-- Opening Marker --

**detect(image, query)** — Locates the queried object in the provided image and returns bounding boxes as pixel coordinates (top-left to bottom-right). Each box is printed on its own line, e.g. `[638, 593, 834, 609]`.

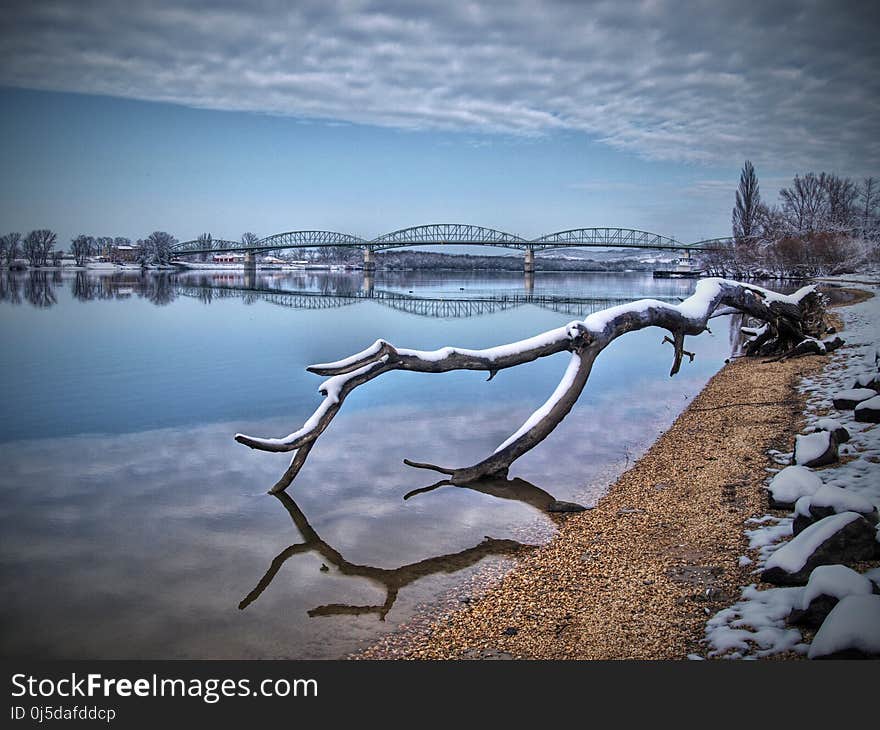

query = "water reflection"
[240, 492, 535, 619]
[1, 270, 180, 307]
[0, 269, 696, 320]
[403, 474, 584, 513]
[0, 270, 59, 308]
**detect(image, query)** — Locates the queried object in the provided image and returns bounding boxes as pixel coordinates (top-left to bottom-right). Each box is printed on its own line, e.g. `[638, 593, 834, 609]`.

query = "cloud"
[0, 0, 877, 171]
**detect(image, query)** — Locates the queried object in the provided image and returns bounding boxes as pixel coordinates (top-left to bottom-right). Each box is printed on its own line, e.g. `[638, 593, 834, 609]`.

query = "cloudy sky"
[0, 0, 877, 244]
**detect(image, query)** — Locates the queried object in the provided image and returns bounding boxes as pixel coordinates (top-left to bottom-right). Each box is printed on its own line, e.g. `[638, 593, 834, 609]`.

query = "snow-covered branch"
[235, 279, 833, 492]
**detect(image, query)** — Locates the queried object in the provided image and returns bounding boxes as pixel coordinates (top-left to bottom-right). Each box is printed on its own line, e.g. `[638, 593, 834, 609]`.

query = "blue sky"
[0, 1, 877, 247]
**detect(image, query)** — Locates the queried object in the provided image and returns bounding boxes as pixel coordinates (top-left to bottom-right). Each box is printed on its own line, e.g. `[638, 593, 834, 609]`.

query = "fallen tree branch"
[235, 279, 835, 492]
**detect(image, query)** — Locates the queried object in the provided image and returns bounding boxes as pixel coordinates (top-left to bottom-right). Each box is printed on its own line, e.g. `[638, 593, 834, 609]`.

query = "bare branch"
[235, 279, 833, 492]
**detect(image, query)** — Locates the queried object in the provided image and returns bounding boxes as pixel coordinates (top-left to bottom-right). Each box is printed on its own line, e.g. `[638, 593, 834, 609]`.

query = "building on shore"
[213, 252, 244, 264]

-- Closing Marker --

- [Exercise prompt] Could you set down the records above exactly, skipping any picture?

- [Exercise output]
**detect(image, query)** — Locates the queried object in the provided image and returns bounding boxes as pixel coordinates (top-left to bottom-right). Each box is printed on its own line, e.g. `[638, 593, 834, 609]`.


query = "water reflection"
[240, 492, 535, 619]
[1, 270, 180, 307]
[0, 269, 696, 320]
[403, 474, 584, 513]
[0, 270, 59, 308]
**detect(image, query)** — Locates the queried object in the provided image and returns bounding boxes as pixel coordinates (top-left to bottom-right). Each box is printed on its own line, e.g. `[638, 593, 834, 609]`.

query = "cloud"
[0, 0, 877, 171]
**detect(image, query)** — Locates the queried object in the provided image and returns bounding boxes as pixel coordinates (top-left to bottom-right). Each box is printed on its own line, e.g. `[638, 593, 834, 609]`.

query = "cloudy sky"
[0, 0, 877, 244]
**detect(image, query)** — Locates the queried object in the provided image and returns bounding boxes as pixel coordinates (top-left to bottom-right). Each box is printed on its own line, e.g. `[638, 593, 834, 609]`.

query = "snow-covered branch"
[235, 279, 833, 492]
**detect(image, query)** — Locates the queried object in the provided image and returns bounding boxes as pixel coordinates (top-left to bottom-right). Each box is printed on its own line, e.g. `[638, 593, 834, 609]`.

query = "blue sky"
[0, 1, 877, 247]
**detect(image, query)** — Locates the queried object in the provided image and returns bounding boxes as pixel coordinates (top-left to bottom-right). Each box is printed on its own line, e.g. `[638, 593, 834, 609]`.

query = "fallen tree branch"
[235, 279, 835, 492]
**detect(image, query)** — Locates the queried object in the provided image and returns bounding boxes as pixel coordinates (top-left to bottom-right). Each box is printed on its own line, e.g. `[638, 593, 834, 609]`.

query = "bare branch"
[235, 279, 833, 492]
**detect(image, query)** — Locates the queried object in the provided image and returns bounding boxes as pixel coordinates (top-left to bottom-right). Each box is printed on its own line, e.g. `[638, 593, 834, 609]`.

query = "building on shore"
[213, 252, 244, 264]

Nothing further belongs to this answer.